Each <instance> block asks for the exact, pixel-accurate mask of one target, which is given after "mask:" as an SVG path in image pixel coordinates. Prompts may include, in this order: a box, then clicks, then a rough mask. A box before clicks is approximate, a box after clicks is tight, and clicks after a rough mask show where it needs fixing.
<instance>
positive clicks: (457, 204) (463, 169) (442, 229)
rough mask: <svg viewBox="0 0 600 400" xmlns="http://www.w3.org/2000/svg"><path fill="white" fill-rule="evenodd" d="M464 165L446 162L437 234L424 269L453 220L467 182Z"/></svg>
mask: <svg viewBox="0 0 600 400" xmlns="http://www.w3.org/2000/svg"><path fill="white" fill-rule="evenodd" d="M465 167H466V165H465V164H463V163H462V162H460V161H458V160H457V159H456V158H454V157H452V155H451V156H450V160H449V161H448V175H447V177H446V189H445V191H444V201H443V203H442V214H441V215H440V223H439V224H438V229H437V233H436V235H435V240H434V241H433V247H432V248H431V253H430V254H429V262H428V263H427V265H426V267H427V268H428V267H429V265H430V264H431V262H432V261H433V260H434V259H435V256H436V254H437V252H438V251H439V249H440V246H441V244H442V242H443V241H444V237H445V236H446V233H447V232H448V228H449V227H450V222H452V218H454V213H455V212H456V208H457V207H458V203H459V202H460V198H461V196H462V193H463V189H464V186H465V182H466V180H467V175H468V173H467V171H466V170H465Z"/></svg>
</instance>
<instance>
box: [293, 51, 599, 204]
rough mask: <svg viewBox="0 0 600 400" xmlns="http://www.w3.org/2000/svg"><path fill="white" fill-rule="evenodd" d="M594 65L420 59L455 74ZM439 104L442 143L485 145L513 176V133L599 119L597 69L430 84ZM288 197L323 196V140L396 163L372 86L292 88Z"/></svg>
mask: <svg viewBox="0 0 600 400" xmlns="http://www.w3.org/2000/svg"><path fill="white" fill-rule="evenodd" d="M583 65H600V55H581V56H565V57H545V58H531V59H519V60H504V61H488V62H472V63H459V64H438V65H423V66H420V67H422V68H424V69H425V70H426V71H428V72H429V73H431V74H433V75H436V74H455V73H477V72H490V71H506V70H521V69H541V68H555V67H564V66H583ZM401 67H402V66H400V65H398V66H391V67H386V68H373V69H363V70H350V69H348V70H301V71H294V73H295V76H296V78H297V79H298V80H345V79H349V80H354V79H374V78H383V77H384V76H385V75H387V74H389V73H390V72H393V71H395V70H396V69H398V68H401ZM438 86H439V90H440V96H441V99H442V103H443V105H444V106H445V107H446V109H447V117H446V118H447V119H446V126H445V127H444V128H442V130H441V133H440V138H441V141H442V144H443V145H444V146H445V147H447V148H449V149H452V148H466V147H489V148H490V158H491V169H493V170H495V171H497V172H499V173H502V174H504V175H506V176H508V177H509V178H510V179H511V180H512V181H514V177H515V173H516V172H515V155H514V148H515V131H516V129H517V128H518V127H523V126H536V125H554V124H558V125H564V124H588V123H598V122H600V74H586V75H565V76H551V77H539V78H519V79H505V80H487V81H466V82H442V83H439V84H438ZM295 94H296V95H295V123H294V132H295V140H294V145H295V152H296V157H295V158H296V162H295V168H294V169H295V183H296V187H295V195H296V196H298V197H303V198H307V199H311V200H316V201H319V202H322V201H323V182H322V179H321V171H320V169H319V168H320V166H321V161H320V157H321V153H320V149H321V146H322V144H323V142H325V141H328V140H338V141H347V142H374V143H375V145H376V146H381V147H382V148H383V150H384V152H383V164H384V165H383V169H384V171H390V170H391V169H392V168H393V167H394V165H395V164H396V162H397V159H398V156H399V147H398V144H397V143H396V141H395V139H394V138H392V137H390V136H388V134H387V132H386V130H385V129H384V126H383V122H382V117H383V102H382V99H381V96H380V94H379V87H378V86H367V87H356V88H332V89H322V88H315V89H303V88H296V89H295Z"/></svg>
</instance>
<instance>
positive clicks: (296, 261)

______

◆ **TASK DIRECTIONS**
Put the material above into a JSON array of strings, with each line as its own string and no blank lines.

◆ **RESULT BELOW**
[
  "Each <instance> block asks for the exact, pixel-accurate mask of one target, which is given after \"mask:\" as an SVG path in image pixel coordinates. Prompts may include, in this order: a box, then clicks, then a rough mask. A box before clicks is approximate, a box after clicks is tight, and clicks after a rough mask show where it needs fixing.",
  "<instance>",
  "positive clicks: (457, 204) (463, 169) (442, 229)",
  "rough mask: <svg viewBox=\"0 0 600 400\" xmlns=\"http://www.w3.org/2000/svg\"><path fill=\"white\" fill-rule=\"evenodd\" d=\"M464 165L446 162L437 234L424 269L453 220L467 182Z\"/></svg>",
  "mask: <svg viewBox=\"0 0 600 400\" xmlns=\"http://www.w3.org/2000/svg\"><path fill=\"white\" fill-rule=\"evenodd\" d=\"M465 167H466V165H465V164H463V163H462V162H460V161H458V160H457V159H456V158H454V157H452V155H451V156H450V160H449V161H448V175H447V177H446V189H445V191H444V201H443V203H442V214H441V215H440V223H439V224H438V229H437V233H436V235H435V240H434V241H433V247H432V248H431V253H430V254H429V262H428V263H427V265H426V267H427V268H428V267H429V265H430V264H431V262H432V261H433V260H434V259H435V256H436V254H437V252H438V251H439V249H440V246H441V244H442V242H443V241H444V237H445V236H446V233H447V232H448V228H449V227H450V222H452V218H454V213H455V212H456V208H457V207H458V203H459V202H460V198H461V196H462V193H463V189H464V186H465V182H466V180H467V175H468V173H467V171H466V170H465Z\"/></svg>",
  "</instance>",
  "<instance>",
  "box: [293, 51, 599, 204]",
  "rough mask: <svg viewBox=\"0 0 600 400\" xmlns=\"http://www.w3.org/2000/svg\"><path fill=\"white\" fill-rule=\"evenodd\" d=\"M594 65L420 59L455 74ZM439 104L442 143L485 145L513 176V133L599 119L597 69L430 84ZM288 197L323 196V140L396 163L372 86L292 88Z\"/></svg>",
  "mask: <svg viewBox=\"0 0 600 400\" xmlns=\"http://www.w3.org/2000/svg\"><path fill=\"white\" fill-rule=\"evenodd\" d=\"M583 65H600V55H581V56H565V57H545V58H531V59H519V60H504V61H488V62H472V63H459V64H438V65H423V66H420V67H422V68H424V69H425V70H426V71H428V72H429V73H431V74H433V75H436V74H455V73H477V72H490V71H506V70H521V69H541V68H555V67H564V66H583ZM401 67H402V66H400V65H398V66H391V67H386V68H373V69H363V70H350V69H348V70H301V71H294V73H295V76H296V78H297V79H298V80H345V79H349V80H354V79H374V78H383V77H384V76H385V75H387V74H389V73H390V72H393V71H395V70H396V69H398V68H401ZM438 86H439V90H440V96H441V99H442V103H443V105H444V106H445V107H446V109H447V117H446V118H447V119H446V126H445V127H444V128H442V130H441V133H440V138H441V141H442V144H443V145H444V146H445V147H447V148H449V149H452V148H466V147H489V148H490V158H491V169H493V170H495V171H497V172H499V173H502V174H504V175H506V176H508V177H509V178H510V179H511V180H512V181H514V177H515V173H516V172H515V155H514V148H515V131H516V129H517V128H518V127H523V126H536V125H554V124H558V125H564V124H588V123H598V122H600V74H586V75H565V76H551V77H539V78H519V79H505V80H487V81H466V82H442V83H439V84H438ZM295 94H296V95H295V123H294V132H295V140H294V145H295V152H296V157H295V158H296V162H295V168H294V169H295V183H296V187H295V195H296V196H298V197H303V198H307V199H311V200H316V201H319V202H322V201H323V182H322V179H321V171H320V169H319V168H320V166H321V161H320V157H321V153H320V149H321V146H322V144H323V142H325V141H328V140H338V141H347V142H374V143H375V145H376V146H381V147H382V148H383V150H384V152H383V164H384V165H383V169H384V171H390V170H391V169H392V168H393V167H394V165H395V164H396V162H397V159H398V156H399V147H398V144H397V143H396V141H395V139H394V138H392V137H390V136H388V134H387V132H386V130H385V129H384V126H383V122H382V117H383V102H382V99H381V96H380V94H379V87H378V86H367V87H356V88H332V89H322V88H315V89H303V88H296V89H295Z\"/></svg>",
  "</instance>",
  "<instance>",
  "positive clicks: (296, 261)"
]